-- START Entries --
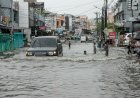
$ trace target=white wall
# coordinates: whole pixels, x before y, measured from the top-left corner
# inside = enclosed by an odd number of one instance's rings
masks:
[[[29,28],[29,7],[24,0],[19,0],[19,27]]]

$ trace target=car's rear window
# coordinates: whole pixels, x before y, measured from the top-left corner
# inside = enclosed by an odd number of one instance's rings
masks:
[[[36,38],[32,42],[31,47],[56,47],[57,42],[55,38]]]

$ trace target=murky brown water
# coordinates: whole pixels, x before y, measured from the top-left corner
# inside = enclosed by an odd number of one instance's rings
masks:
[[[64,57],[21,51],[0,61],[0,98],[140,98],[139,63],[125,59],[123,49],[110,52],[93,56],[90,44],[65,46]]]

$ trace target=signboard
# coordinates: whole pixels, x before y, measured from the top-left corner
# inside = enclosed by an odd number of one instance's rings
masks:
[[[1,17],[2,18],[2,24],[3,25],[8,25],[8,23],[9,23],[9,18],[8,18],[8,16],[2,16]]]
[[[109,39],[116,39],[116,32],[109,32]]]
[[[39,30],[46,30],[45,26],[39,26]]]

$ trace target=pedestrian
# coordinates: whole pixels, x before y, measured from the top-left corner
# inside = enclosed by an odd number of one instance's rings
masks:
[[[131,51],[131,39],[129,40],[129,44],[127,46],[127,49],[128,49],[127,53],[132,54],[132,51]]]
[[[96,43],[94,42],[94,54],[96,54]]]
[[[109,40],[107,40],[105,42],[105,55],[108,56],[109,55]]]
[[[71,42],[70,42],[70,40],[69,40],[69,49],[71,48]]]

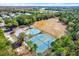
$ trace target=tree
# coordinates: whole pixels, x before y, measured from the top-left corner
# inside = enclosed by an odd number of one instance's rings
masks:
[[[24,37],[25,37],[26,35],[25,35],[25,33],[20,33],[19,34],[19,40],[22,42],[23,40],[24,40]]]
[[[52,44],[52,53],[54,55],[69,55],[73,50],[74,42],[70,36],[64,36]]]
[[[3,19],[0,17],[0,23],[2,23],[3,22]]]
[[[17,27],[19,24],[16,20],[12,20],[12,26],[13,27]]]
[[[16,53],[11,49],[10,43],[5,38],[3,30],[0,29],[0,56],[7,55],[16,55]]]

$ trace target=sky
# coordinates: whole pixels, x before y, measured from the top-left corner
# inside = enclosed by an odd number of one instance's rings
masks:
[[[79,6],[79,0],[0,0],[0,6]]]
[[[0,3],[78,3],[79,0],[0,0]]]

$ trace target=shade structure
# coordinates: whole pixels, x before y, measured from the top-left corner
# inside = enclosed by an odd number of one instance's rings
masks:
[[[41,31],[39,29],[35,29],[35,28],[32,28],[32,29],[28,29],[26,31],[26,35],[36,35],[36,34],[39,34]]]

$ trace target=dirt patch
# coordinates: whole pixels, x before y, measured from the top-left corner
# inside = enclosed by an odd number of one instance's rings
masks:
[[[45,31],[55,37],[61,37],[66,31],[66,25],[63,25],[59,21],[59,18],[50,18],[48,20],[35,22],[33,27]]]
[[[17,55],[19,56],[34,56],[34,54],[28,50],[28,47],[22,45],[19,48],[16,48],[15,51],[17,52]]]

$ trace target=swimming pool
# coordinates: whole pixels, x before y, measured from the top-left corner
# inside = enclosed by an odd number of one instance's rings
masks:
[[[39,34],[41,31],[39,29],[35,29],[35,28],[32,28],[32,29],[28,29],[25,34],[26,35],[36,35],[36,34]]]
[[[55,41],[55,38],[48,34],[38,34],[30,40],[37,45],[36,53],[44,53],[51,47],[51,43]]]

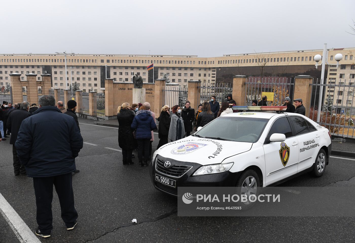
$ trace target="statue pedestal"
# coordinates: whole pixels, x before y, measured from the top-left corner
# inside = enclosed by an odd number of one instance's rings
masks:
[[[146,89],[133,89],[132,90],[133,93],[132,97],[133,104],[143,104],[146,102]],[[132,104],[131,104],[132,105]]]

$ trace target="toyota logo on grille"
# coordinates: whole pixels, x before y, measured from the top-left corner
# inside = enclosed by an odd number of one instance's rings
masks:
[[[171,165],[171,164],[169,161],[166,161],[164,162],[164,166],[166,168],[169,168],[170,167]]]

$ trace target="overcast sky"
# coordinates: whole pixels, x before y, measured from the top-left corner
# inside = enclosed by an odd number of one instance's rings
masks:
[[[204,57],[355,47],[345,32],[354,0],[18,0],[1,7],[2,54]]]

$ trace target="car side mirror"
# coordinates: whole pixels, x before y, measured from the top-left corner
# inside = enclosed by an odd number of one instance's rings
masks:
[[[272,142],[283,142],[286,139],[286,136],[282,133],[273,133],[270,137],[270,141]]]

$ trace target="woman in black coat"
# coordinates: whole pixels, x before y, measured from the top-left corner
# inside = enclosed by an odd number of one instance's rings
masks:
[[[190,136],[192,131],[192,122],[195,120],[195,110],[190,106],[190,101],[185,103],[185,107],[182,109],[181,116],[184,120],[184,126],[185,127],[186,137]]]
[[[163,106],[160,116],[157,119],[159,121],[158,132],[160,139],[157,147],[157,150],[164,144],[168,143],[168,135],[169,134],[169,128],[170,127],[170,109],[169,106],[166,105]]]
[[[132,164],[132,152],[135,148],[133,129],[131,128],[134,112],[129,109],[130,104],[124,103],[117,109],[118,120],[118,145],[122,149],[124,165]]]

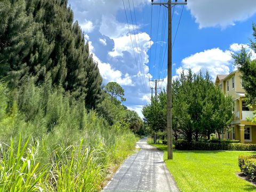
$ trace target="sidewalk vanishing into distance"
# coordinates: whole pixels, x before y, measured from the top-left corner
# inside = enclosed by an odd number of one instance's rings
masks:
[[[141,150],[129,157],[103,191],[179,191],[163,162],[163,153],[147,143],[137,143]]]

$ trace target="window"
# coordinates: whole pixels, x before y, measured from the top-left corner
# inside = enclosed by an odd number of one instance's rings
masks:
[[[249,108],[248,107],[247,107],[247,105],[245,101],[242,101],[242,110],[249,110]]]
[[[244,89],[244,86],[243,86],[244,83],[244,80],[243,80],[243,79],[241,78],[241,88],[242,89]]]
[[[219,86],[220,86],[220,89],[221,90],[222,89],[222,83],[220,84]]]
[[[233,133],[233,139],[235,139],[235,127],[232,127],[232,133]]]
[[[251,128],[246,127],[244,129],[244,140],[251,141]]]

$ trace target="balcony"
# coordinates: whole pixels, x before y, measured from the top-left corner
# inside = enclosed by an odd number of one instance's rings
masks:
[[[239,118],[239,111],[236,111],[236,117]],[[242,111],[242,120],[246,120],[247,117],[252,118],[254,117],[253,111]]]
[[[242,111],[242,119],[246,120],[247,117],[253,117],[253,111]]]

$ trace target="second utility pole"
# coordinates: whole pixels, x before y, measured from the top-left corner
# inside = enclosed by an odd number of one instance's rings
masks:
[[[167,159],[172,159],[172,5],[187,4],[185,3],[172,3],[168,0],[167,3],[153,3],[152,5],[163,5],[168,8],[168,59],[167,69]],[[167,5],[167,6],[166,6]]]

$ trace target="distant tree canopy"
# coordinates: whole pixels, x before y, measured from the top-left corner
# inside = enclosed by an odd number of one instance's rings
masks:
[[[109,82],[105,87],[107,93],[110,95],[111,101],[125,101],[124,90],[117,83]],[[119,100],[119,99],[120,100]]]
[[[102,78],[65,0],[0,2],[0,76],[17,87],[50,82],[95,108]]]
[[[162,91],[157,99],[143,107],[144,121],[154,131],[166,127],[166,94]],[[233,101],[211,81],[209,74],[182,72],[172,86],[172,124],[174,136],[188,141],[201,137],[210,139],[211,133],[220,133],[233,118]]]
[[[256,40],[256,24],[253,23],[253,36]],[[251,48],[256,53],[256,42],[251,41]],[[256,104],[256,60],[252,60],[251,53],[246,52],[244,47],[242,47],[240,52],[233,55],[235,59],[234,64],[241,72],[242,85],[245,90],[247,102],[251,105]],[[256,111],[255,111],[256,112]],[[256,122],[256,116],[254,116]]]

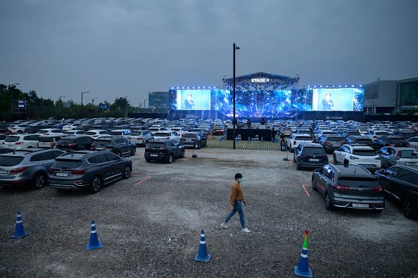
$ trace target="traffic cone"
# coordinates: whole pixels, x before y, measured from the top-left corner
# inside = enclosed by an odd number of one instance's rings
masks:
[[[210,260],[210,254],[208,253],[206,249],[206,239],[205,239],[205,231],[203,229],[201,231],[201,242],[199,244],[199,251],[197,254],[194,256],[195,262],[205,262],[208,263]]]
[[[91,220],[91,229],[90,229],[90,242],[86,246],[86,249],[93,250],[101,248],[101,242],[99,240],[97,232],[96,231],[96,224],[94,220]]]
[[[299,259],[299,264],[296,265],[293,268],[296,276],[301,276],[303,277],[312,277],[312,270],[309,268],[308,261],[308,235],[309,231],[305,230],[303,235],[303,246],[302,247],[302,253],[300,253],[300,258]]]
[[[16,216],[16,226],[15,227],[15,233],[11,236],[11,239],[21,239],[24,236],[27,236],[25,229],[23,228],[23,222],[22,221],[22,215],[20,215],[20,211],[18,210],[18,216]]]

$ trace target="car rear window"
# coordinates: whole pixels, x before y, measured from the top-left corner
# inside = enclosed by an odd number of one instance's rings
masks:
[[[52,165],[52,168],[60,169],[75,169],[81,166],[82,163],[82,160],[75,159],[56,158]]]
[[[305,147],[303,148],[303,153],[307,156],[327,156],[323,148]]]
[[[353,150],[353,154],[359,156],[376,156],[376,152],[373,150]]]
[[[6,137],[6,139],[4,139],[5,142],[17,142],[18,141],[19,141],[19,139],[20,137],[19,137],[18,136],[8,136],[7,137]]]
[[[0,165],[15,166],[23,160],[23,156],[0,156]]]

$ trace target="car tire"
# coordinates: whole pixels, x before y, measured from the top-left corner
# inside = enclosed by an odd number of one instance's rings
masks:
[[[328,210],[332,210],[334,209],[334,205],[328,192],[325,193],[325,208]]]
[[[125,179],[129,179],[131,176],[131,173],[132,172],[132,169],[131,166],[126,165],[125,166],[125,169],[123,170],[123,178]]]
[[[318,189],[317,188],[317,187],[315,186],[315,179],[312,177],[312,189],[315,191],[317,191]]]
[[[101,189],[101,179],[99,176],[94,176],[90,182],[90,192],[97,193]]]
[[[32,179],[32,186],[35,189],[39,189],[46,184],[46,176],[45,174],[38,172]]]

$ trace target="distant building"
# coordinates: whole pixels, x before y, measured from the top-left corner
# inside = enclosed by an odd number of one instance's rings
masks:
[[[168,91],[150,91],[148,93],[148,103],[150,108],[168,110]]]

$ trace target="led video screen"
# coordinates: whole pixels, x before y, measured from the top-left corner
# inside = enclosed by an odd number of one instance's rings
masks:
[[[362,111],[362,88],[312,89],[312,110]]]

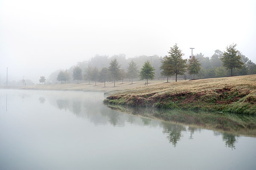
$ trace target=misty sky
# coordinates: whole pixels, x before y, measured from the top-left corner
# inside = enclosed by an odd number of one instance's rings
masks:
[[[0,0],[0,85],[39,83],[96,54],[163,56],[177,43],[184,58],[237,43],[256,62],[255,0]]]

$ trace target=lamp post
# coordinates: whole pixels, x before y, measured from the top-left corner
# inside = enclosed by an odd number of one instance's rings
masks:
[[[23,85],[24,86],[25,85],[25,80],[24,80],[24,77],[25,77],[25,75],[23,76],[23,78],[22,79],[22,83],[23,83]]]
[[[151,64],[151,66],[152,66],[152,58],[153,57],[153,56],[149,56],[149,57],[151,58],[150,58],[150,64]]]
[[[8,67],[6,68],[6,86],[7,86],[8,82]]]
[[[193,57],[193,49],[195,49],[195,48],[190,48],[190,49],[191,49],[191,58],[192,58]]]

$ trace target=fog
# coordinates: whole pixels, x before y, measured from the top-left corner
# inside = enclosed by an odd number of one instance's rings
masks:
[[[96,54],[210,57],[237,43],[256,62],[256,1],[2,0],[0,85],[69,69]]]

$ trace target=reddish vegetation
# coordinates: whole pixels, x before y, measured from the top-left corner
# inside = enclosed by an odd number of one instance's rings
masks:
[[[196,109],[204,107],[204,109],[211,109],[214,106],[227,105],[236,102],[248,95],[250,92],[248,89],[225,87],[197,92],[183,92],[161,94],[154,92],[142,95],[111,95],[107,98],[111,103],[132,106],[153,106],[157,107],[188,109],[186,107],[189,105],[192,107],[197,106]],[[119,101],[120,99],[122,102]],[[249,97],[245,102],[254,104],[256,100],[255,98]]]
-- END Entries --
Problem to work on
Please rescale the lines from the start through the line containing "[[[71,42],[70,42],[70,40],[69,40],[69,49],[71,48]]]", both ends included, and give them again with their requests. Multiply every coordinate in the answers by 1.25, round each to a whole number with halves going up, and leave the pictures out.

Task solution
$ trace target=white wall
# coordinates: whole pixels, x before y, measured from the top-left corner
# inside = enclosed by an odd number of one instance's rings
masks:
[[[36,35],[36,9],[30,0],[24,0],[24,34]]]

$ trace target=car's rear window
# coordinates: whole pixels, x before y, measured from the top-left corner
# inside = enclosed by an odd number of one instance's rings
masks:
[[[45,48],[40,53],[39,59],[70,59],[71,53],[69,48]]]

$ trace target=murky brown water
# coordinates: whole pixels, x before y, measured from the top-left corner
# inside = enclosed by an odd number of one instance's rings
masks:
[[[80,71],[26,64],[0,76],[0,123],[175,123],[174,79],[156,74],[154,61],[138,65],[116,70],[113,55],[81,58]]]

$ trace target=signboard
# coordinates: whole pixels, x before y, measured from the top-left corner
# inside = enclosed by an odd number of one instance's rings
masks:
[[[1,21],[3,23],[3,30],[4,31],[10,31],[10,29],[11,29],[11,23],[10,23],[10,20],[3,20]]]
[[[136,49],[145,49],[145,40],[136,40]]]
[[[49,38],[58,38],[56,33],[49,33]]]

$ trace target=pedestrian
# coordinates: whole pixels, x before y, measured from the top-left corner
# inside = enclosed by an odd number of one instance's rings
masks:
[[[164,64],[164,49],[161,50],[161,55],[159,58],[159,61],[160,61],[159,66],[165,68],[165,64]]]
[[[120,54],[118,53],[118,68],[120,68]]]
[[[136,50],[134,50],[131,53],[131,69],[135,70],[136,69]]]
[[[89,53],[88,53],[88,50],[86,50],[86,61],[89,60]]]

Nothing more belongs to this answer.